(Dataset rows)
※ ※ ※
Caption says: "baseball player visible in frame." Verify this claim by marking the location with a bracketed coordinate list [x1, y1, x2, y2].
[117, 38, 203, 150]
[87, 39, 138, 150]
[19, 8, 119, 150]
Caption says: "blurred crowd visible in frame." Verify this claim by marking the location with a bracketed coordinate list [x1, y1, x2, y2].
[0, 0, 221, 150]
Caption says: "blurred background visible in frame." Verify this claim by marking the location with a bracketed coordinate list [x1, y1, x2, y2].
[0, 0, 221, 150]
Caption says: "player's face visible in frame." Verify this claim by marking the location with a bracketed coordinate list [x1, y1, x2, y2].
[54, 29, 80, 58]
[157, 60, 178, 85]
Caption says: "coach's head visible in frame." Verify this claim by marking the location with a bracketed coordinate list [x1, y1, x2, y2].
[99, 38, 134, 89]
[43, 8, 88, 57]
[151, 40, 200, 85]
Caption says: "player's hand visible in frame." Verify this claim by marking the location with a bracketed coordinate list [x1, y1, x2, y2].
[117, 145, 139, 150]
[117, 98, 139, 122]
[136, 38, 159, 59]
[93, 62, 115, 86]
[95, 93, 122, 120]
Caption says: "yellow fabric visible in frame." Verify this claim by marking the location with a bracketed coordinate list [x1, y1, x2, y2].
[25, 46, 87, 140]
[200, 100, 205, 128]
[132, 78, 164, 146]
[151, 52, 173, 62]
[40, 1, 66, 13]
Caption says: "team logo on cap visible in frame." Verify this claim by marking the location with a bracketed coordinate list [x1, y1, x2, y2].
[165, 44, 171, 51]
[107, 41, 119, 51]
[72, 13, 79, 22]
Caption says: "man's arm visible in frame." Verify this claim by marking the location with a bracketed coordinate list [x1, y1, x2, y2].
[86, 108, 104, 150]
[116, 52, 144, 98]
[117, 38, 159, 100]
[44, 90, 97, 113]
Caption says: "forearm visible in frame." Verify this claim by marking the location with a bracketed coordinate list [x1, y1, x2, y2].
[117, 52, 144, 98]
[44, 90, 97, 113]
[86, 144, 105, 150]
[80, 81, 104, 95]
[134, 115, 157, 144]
※ ※ ※
WHAT THE TASK REQUIRES: Please rewrite the lines above, replacing "Verify" with "Confirm" everywhere it occurs and leaving everything else as it is.

FINAL RESULT:
Caption says: "baseball player visible in frame." Confirm this claim by marking the location with a bracketed coordinate list [x1, y1, x2, y2].
[117, 38, 203, 150]
[87, 39, 138, 150]
[19, 8, 119, 150]
Caption says: "blurred crowd visible in frame." Confirm this claim by marking the location with a bracketed coordinate list [x1, y1, x2, y2].
[0, 0, 221, 150]
Caption says: "blurred background visible in frame." Confirm this claim by marking the location with a bracketed coordinate list [x1, y1, x2, y2].
[0, 0, 221, 150]
Caption says: "player's face visible in frame." Confirm this claim by marking the location with a bracketed coordinate list [x1, y1, x2, y2].
[54, 29, 80, 58]
[157, 60, 178, 85]
Caption says: "coach's head visible in frame." Confirm this claim by marking the location with a bracketed coordinate list [x1, y1, x2, y2].
[99, 38, 134, 89]
[43, 8, 88, 57]
[151, 40, 200, 85]
Caption says: "player's hand visible in frame." Confirm this claim by marking the location with a bracketed coordinate list [x1, y1, x2, y2].
[117, 145, 139, 150]
[117, 98, 139, 122]
[136, 38, 159, 59]
[93, 62, 115, 86]
[95, 93, 122, 120]
Caption says: "yellow fabric visible in frame." Confirm this claim by marking the location with a bracketed coordinate list [x1, y1, x2, y2].
[25, 46, 87, 140]
[200, 100, 205, 128]
[132, 78, 164, 146]
[151, 52, 173, 62]
[40, 1, 66, 13]
Caption says: "team logo on cap visible in frame." Confirm this claim by marking the location with a bracketed coordinate list [x1, y1, x2, y2].
[165, 44, 171, 51]
[107, 41, 119, 51]
[72, 13, 79, 22]
Caption says: "man's arm visible in frame." Confirm this claim by marking the location with a bracketed coordinate list [x1, y1, x2, y2].
[86, 108, 104, 150]
[116, 52, 144, 98]
[117, 38, 159, 100]
[44, 90, 97, 113]
Caption says: "forearm visible in frame." Confirm this claim by marking the location with a bracketed coordinate list [x1, y1, x2, y2].
[117, 52, 144, 98]
[44, 90, 97, 113]
[86, 144, 105, 150]
[80, 81, 104, 95]
[134, 115, 157, 144]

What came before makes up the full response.